Qué hacer: Por favor, cita al pie de la letra el pasaje del texto sobre la historia de Argentina que comienza en "País inmenso con" y termina en "los propios argentinos.".

Texto para leer:
>>>>>

País inmenso con una población heterogénea, Argentina carga con un pasado tumultuoso mancillado por períodos de gobierno despótico, corrupción y miseria. Pero su historia es también ilustre: la de un país que se sacudió el yugo colonial español para convertirse durante un tiempo en una potencia económica mundial. Argentina ha alumbrado símbolos internacionales como el gaucho, Evita Perón y el Che Guevara. Comprender su pasado resulta esencial para entender su presente y a los propios argentinos.
Muchos pueblos recorrieron lo que siglos después sería Argentina. En las pampas vivieron los cazadores-recolectores querandís; en el norte estaban los guaraníes, agricultores y pescadores semisedentarios. En la región de los lagos y la Patagonia, los pehuenches y puelches recogían los piñones de la araucaria y los mapuches entraron en esa región por el oeste, conforme los españoles avanzaban hacia el sur desde Perú. Hoy existen varias reservas mapuches, la mayoría en la zona cercana a Junín, en los Andes.
En Tierra del Fuego, los selknam, haush, yahgan y alacaluf vivieron como cazadores-recolectores nómadas hasta que la llegada de los misioneros británicos acabó con ellos. Pese al inclemente tiempo, vestían poca ropa o ninguna; sus fuegos los mantenían calientes y de ahí el nombre de la región.
La zona noroccidental era la más desarrollada. Varios grupos indígenas, en especial los diaguitas, practicaban la agricultura de regadío en los valles de las estribaciones orientales andinas. Recibieron la influencia de Tiahuanaco, en la actual Bolivia, y luego, del Tawantinsuyo inca, que se expandió militarmente al norte y al sur desde Cuzco durante el s. xv. En la provincia de Salta, las ruinas de la ciudad de Quilmes constituyen uno de los lugares preincas mejor conservados.
Una década después de que Cristóbal Colón descubriera América, otros exploradores europeos empezaron a inspeccionar el estuario del Río de la Plata. Casi todas las primeras exploraciones estaban motivadas por los rumores de que aquellas tierras ocultaban inmensas cantidades de plata. Sebastián Gaboto, veneciano al servicio de España, en un exceso de optimismo le puso tal nombre, y para dar más pábulo a la leyenda, una parte del nuevo territorio fue nombrada según la voz latina que designa la plata (argentum). Pero riquezas minerales como las que tenía el Tawantinsuyo inca jamás afloraron en esta región, tan impropiamente bautizada.
En 1536, el aristócrata español Pedro de Mendoza fue el primero en intentar establecer una colonia permanente en el estuario. Desembarcó en la zona de la actual Buenos Aires, pero los indígenas querandís reaccionaron con violencia. Al cabo de cuatro años, Mendoza regresó a España sin un gramo de plata, y las tropas que había dejado remontaron el río hasta los parajes menos hostiles de Asunción, hoy capital de Paraguay.
Aunque los españoles refundaron Buenos Aires en 1580, la ciudad siguió siendo un lugar atrasado en comparación con los núcleos de población establecidos con más fortuna por otro contingente español que se había desplazado hacia el sur desde el Alto Perú (hoy Bolivia). Durante la segunda mitad del s. xvi, erigieron dos docenas de ciudades en lugares tan meridionales como Mendoza (1561), vinculadas a la fortaleza colonial de Lima, y financiadas por la rica mina de plata de Potosí.

<<<<<

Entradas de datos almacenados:
>>>>>

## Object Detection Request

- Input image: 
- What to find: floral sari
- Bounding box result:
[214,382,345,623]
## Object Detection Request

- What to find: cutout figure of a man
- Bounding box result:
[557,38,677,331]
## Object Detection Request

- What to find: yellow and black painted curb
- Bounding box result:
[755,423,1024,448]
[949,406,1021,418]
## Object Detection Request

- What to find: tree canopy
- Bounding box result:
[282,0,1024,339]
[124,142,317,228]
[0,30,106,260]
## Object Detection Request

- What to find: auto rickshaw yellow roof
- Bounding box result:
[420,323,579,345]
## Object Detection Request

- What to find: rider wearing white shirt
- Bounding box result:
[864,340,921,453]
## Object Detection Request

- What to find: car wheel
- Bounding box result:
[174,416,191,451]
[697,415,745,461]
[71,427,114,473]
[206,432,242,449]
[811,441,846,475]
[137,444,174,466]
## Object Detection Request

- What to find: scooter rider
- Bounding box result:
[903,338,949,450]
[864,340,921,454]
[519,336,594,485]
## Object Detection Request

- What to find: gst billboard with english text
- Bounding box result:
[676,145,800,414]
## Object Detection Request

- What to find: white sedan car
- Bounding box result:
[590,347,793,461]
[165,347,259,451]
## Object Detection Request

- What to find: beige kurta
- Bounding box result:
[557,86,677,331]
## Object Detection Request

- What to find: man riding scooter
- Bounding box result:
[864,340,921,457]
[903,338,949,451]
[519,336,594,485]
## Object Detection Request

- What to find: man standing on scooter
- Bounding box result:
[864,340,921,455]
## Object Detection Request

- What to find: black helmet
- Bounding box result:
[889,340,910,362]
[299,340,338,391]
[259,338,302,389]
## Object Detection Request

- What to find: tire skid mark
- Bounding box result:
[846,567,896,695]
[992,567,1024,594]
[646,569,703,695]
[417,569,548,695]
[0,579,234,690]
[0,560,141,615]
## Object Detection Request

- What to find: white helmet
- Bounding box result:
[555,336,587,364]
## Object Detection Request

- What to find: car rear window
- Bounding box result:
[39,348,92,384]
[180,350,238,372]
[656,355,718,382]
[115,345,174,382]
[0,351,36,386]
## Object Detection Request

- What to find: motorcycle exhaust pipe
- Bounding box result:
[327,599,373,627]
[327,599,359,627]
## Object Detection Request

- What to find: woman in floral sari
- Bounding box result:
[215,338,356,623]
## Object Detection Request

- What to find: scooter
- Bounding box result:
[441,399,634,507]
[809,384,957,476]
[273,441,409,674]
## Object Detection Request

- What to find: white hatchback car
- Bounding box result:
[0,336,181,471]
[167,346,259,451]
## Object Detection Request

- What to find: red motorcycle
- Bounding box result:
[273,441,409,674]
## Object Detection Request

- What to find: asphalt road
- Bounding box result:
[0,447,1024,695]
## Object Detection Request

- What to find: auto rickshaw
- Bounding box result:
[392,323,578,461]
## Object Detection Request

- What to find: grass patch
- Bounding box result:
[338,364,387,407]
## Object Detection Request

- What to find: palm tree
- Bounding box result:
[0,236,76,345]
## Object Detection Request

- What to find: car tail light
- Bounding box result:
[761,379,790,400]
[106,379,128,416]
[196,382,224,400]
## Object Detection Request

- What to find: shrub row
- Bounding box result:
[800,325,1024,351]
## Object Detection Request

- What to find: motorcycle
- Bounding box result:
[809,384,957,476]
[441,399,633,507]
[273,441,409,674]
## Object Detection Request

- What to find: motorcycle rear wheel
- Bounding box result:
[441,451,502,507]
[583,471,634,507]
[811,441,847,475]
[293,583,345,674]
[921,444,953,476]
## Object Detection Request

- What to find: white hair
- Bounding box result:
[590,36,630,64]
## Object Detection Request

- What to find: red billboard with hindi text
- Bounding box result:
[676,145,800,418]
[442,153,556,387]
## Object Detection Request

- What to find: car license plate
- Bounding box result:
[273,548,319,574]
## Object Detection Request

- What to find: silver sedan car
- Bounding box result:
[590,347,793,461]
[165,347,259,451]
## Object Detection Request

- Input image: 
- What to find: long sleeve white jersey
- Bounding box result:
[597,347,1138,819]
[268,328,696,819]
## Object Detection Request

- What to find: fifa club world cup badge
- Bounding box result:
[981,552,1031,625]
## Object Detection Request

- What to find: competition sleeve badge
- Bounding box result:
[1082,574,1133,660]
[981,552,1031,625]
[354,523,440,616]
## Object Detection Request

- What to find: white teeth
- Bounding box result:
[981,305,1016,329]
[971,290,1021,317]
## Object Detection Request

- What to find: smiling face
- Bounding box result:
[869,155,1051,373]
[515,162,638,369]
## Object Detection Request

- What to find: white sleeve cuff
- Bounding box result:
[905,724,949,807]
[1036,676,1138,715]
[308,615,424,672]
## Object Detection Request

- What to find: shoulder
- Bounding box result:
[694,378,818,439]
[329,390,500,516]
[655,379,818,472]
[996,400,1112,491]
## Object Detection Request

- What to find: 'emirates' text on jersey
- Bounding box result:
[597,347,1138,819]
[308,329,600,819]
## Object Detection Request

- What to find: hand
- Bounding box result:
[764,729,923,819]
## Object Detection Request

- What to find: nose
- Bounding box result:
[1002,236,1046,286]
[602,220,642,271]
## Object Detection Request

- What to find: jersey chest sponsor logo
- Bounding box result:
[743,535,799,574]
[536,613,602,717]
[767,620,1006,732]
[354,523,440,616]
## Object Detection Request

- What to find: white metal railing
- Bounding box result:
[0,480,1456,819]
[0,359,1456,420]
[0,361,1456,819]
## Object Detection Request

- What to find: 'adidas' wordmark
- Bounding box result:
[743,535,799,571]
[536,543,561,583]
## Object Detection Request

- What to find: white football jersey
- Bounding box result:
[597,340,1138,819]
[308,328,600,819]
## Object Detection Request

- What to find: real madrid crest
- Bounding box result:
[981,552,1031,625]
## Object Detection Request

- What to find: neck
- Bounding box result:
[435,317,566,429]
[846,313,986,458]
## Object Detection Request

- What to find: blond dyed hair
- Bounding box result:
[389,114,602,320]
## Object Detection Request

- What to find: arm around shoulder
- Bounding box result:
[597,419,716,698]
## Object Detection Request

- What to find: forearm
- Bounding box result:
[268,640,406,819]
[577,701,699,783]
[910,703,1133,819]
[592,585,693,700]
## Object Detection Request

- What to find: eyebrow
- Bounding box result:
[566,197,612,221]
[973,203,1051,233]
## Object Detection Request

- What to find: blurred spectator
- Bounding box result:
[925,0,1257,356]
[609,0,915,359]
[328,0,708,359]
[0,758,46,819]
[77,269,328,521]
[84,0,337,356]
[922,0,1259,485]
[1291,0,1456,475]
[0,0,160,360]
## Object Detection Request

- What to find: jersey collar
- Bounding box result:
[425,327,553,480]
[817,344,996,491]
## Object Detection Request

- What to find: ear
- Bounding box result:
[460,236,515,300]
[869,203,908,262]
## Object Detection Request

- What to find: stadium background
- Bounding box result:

<<<<<

Respuesta correcta:
País inmenso con una población heterogénea, Argentina carga con un pasado tumultuoso mancillado por períodos de gobierno despótico, corrupción y miseria. Pero su historia es también ilustre: la de un país que se sacudió el yugo colonial español para convertirse durante un tiempo en una potencia económica mundial. Argentina ha alumbrado símbolos internacionales como el gaucho, Evita Perón y el Che Guevara. Comprender su pasado resulta esencial para entender su presente y a los propios argentinos.